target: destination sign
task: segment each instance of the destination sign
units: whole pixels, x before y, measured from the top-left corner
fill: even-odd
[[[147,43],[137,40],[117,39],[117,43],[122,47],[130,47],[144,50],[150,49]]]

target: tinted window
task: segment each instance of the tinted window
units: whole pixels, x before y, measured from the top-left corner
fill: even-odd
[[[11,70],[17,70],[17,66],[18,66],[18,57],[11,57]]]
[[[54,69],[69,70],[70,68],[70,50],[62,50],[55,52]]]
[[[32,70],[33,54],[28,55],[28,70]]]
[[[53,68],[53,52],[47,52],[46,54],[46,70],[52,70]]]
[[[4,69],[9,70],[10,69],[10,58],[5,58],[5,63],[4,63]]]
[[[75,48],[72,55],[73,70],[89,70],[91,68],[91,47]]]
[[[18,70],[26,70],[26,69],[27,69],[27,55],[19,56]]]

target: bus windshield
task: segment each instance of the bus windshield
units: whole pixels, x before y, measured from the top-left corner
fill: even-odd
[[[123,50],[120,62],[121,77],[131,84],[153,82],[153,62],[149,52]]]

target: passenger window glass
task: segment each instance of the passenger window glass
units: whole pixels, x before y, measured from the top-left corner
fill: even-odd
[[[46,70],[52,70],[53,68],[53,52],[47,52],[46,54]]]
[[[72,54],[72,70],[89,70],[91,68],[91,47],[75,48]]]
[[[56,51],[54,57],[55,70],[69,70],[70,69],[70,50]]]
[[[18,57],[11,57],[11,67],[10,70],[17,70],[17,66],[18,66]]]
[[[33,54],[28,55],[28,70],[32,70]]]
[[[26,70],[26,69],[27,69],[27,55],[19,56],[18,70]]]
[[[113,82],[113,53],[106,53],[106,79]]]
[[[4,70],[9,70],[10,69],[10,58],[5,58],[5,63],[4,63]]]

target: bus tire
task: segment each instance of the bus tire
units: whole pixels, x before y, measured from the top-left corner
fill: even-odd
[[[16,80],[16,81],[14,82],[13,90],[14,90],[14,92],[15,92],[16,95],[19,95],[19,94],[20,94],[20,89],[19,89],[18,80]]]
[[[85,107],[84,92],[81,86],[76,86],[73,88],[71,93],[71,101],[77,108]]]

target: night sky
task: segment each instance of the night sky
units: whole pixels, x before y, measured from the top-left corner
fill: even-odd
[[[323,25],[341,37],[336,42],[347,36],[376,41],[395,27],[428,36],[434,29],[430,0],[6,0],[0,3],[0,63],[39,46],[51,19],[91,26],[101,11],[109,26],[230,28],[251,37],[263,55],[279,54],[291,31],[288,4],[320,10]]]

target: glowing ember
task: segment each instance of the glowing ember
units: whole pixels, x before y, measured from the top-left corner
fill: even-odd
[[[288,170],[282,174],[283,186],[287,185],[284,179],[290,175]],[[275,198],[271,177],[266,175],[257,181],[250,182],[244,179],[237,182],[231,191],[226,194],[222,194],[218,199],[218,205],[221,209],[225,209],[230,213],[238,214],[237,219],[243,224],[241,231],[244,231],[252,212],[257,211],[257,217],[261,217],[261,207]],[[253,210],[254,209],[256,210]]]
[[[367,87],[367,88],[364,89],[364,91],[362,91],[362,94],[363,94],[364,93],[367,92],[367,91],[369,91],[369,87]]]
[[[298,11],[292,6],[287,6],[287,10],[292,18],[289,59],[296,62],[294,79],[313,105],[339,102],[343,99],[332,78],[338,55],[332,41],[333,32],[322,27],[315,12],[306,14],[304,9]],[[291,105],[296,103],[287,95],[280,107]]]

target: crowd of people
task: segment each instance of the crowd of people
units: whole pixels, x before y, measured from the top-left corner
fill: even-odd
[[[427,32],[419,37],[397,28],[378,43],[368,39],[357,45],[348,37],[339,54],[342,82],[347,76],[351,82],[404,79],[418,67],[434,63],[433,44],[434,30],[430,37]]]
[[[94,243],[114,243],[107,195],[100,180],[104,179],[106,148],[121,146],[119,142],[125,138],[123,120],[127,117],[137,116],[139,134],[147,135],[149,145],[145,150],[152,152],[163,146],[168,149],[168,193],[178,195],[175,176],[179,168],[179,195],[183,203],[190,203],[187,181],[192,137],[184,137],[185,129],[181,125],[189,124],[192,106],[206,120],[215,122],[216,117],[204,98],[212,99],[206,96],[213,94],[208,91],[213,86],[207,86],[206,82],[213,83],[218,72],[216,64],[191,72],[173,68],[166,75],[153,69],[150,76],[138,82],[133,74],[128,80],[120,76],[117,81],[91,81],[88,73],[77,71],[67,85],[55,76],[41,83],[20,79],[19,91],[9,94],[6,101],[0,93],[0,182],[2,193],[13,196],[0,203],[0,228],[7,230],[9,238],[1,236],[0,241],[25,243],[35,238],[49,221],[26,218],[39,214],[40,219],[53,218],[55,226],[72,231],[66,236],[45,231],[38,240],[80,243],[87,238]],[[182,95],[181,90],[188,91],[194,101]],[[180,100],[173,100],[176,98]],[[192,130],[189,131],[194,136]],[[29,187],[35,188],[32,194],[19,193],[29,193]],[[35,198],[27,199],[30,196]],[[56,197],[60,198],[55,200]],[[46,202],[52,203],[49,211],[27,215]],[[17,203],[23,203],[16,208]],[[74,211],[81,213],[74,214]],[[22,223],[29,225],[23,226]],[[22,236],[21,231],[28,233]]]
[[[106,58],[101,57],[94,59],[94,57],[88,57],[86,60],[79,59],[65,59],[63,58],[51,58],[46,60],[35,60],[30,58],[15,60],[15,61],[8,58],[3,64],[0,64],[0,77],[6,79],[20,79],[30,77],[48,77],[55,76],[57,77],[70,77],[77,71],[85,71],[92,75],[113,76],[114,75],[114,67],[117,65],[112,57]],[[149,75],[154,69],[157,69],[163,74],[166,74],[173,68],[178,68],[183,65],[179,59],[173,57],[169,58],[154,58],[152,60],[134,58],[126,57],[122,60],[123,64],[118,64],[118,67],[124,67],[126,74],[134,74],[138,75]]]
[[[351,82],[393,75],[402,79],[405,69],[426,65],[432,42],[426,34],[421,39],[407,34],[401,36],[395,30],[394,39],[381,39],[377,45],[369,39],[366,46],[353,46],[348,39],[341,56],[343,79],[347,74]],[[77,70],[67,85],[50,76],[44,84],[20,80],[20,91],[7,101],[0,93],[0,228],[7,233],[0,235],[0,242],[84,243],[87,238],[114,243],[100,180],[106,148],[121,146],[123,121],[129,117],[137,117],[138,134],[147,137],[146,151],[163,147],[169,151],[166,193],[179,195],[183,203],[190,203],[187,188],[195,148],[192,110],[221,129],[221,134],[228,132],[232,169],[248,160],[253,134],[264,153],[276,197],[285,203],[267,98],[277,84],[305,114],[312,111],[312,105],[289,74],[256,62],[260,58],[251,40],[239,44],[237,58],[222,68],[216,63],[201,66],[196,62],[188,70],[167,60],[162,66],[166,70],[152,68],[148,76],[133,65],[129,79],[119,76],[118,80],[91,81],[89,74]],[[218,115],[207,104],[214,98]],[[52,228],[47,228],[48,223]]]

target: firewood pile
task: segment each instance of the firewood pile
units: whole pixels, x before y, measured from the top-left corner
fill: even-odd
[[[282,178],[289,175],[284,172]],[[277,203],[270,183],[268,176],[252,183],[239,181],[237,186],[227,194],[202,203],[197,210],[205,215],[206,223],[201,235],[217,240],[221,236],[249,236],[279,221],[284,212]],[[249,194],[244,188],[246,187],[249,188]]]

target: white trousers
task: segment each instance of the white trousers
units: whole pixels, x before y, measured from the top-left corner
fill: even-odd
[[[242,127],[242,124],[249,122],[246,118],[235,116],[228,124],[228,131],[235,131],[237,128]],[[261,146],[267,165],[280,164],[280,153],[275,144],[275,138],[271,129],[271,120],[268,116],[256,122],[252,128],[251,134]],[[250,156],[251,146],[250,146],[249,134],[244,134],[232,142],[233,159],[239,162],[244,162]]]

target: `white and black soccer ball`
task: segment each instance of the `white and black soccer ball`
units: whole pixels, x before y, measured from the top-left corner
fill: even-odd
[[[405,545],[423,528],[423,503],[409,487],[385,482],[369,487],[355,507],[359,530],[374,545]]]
------------------------------------------------
▶ _Exercise details_
Please copy the entries above from the line with "target: white trousers" through the last entry, switching "whole pixels" to "integer pixels" and changing nothing else.

▶ _Worked solution_
target: white trousers
task: segment each instance of the white trousers
units: integer pixels, x before y, measured from the top-left corner
fill: even-odd
[[[242,127],[242,124],[249,122],[246,118],[235,116],[228,124],[228,131],[235,131],[237,128]],[[261,146],[267,165],[280,164],[280,153],[275,144],[275,138],[271,129],[271,120],[268,116],[256,122],[252,128],[251,134]],[[250,156],[251,146],[250,146],[249,134],[244,134],[232,142],[233,159],[239,162],[244,162]]]

target: `white and black soccer ball`
task: segment each instance of the `white and black soccer ball`
units: integer pixels, x before y, measured from the top-left corner
fill: even-odd
[[[405,545],[423,528],[423,503],[409,487],[385,482],[369,487],[355,507],[359,530],[374,545]]]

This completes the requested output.